__Task objective__
Copy each line from the data that has the word "white" in it.

Records from a data source:
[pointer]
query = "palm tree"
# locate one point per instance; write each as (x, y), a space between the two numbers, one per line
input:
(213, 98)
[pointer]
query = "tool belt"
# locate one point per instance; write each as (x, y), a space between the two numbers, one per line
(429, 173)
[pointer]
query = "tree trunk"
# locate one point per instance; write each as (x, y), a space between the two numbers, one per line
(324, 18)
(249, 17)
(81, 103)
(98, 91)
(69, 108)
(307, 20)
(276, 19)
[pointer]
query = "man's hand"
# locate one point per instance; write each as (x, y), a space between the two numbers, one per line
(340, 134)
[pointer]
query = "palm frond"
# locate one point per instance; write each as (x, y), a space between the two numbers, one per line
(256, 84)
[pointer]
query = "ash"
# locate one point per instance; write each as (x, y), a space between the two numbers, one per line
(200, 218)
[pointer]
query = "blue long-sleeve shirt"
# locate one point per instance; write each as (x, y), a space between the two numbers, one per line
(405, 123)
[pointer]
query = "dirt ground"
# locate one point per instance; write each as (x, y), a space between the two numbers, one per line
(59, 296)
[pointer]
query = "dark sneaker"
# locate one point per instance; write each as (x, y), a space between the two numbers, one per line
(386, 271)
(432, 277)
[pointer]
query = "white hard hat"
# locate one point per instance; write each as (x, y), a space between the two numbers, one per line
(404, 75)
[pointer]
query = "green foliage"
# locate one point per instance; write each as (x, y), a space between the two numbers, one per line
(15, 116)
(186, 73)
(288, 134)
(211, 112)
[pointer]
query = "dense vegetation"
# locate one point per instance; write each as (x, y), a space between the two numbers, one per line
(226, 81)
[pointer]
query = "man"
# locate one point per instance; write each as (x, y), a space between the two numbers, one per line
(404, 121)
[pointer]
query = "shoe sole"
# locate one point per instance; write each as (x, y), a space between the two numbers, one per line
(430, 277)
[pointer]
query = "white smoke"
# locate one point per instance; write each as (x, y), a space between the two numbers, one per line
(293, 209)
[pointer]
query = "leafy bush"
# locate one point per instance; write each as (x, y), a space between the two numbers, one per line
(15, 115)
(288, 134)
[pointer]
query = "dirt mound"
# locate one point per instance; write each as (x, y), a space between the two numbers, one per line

__Result for this task__
query = "white hard hat"
query = "white smoke"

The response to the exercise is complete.